* **Task prompt**
Repeat the lines that follow, leaving nothing out.

* **Dataset entries**
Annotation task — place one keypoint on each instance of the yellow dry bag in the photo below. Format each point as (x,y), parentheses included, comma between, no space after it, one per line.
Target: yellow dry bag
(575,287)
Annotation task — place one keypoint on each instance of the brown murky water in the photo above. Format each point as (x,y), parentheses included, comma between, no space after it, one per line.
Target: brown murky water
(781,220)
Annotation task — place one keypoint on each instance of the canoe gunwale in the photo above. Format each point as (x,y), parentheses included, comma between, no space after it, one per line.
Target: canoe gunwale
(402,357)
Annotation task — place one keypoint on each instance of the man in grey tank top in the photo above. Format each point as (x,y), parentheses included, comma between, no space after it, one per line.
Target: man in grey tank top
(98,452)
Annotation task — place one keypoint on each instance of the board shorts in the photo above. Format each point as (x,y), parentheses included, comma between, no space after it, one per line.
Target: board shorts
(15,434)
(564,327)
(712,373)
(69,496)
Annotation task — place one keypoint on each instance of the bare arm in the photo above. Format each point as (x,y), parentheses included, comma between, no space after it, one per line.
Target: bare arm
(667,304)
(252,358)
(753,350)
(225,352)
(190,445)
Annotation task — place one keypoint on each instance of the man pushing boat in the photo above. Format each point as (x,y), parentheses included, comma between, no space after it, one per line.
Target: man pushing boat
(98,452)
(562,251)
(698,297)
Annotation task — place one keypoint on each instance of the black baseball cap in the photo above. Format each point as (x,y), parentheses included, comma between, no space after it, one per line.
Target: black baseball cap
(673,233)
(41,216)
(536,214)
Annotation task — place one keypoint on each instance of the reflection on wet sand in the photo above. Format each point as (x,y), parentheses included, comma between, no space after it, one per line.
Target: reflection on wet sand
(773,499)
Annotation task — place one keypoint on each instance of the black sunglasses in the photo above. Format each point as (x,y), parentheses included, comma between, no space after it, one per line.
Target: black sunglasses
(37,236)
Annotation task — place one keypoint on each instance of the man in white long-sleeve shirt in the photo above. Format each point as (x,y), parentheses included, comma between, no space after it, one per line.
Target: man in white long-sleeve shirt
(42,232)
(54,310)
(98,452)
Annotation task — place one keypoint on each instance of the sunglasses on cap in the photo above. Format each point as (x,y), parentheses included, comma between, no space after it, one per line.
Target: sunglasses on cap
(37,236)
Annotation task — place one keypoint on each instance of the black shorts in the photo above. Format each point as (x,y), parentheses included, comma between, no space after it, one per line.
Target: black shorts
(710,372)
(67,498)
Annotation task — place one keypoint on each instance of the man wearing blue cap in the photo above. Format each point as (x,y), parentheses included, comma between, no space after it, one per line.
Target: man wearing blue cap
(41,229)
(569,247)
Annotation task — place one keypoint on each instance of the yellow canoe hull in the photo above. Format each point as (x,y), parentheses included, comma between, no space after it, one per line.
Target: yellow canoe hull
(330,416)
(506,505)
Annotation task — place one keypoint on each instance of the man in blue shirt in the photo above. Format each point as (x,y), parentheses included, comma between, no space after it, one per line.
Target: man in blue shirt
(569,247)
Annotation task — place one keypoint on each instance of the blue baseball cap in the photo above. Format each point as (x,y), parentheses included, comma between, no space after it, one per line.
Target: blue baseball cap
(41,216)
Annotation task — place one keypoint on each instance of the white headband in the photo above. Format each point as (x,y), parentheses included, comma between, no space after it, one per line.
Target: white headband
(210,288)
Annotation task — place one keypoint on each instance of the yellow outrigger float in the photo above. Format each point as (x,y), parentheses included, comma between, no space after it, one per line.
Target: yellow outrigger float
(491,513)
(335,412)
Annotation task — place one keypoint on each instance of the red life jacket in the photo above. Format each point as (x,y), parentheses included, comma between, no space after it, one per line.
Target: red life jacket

* **Expected answer**
Annotation task — place one keypoint on each instance of the yellow dry bag in the photo below. Format each point as (x,y), parentheses included, comma between, no space after it, one per line.
Target: yellow dry bag
(575,287)
Annotation task — place one keypoint on each instance of the brown murky water in the photo above. Format each point as (x,y), parentheses included, comma between, no space after it, one per line.
Target: brown murky water
(781,220)
Annotation task — place one keypoint on each instance of the canoe gunwale in the photo above. Format each point as (x,y), parentheses included, comma between, no space after it, one per line.
Target: canoe gunwale
(402,357)
Annotation task — place one keypoint on each instance of the man in grey tank top in the photo above. Format each point as (x,y), parentheses included, comma between, no space after it, one per line.
Target: man in grey tank top
(98,452)
Annotation task — place one keypoint on each instance of the board shorts in the photo above. Format each point as (x,y), parentheses included, comma between, no space after it, one per line.
Target: board shorts
(15,434)
(564,327)
(712,373)
(69,496)
Annotation task — place one keypoint on each instance of the bare arm in the photo above. Format each point as (x,y), parentheses included, comma between, no space after it, one per line.
Target: bare arm
(667,304)
(252,358)
(753,350)
(225,352)
(190,445)
Annotation task — place one keypoint on each instance of the man pushing boat in the photo above. Format each point as (x,y), parentheses included, comma between, no space after it, one per line.
Target: man pushing boat
(98,452)
(562,251)
(698,297)
Annotation task — place one keypoint on each instance of the black baseball cap in the photo above. Format each point as (x,y), parentheses included, comma between, no space after it, one per line.
Target: black baseball cap
(673,233)
(41,216)
(536,214)
Annotation task — place one keypoint on each instance of the reflection on wet sand in the photo above. Format each point as (x,y), parentheses included, comma between, no space after it, one per line.
Target: reflection on wet sand
(773,499)
Annotation task — place one keypoint on each instance of the black sunglasses in the photo above. Format each point as (x,y), parentheses included, comma between, no space after it, one per line.
Target: black sunglasses
(37,236)
Annotation task — place one keypoint on each instance of the man in white long-sleeve shirt in the photo above. Format each point as (x,y), parentheses included, comma between, no space after it, one per line.
Target: man in white long-sleeve shirt
(42,232)
(54,310)
(98,452)
Annotation task — place one keypoint on each instance of the sunglasses on cap in the photo above. Format each point as (x,y), parentheses included, comma between, no space after it, one per line.
Target: sunglasses on cap
(37,236)
Annotation task — place one keypoint on each instance of the black shorts in the photo above. Format each point as (x,y), parentheses included, comma between, no space after it, one per line.
Target: black shorts
(710,372)
(67,498)
Annotation task — place one keypoint on each instance of the man wearing blue cap in the photo above. Format each point as (x,y), parentheses included, comma between, no space after it, one per line.
Target: man wearing blue cap
(41,229)
(569,247)
Annotation task — place one keypoint on each instance of the yellow canoe hull in the photo above. Format each point as (x,y), parentheses included, comma between, no space after it, one per line.
Target: yellow canoe hull
(330,416)
(506,505)
Annotation task — place one keypoint on each instance of the man in blue shirt in the photo above. Format each point as (x,y), parentheses included, comma between, no space after it, one per line.
Target: man in blue shirt
(569,247)
Annotation task — place one keypoint on each instance of the blue baseball cap in the photo above. Format each point as (x,y), parentheses included, comma between, no space after it, one per line.
Target: blue baseball cap
(41,216)
Annotation task — place one keypoint on each instance of the white headband in the photo above. Format each point as (x,y), parentheses included, comma between, no space after it, one per line.
Target: white headband
(210,288)
Annotation task — place one keypoint on each instance of the yellow outrigger float in the photo above. Format each point as (x,y), parentheses included, comma between, no space after it, one per line.
Target: yellow outrigger float
(491,513)
(335,412)
Annotation task — place one keypoint on each instance of the red life jacket in the photo above. Format each point as (x,y), parentheses included, comma between, no space after it, one per line.
Target: red life jacket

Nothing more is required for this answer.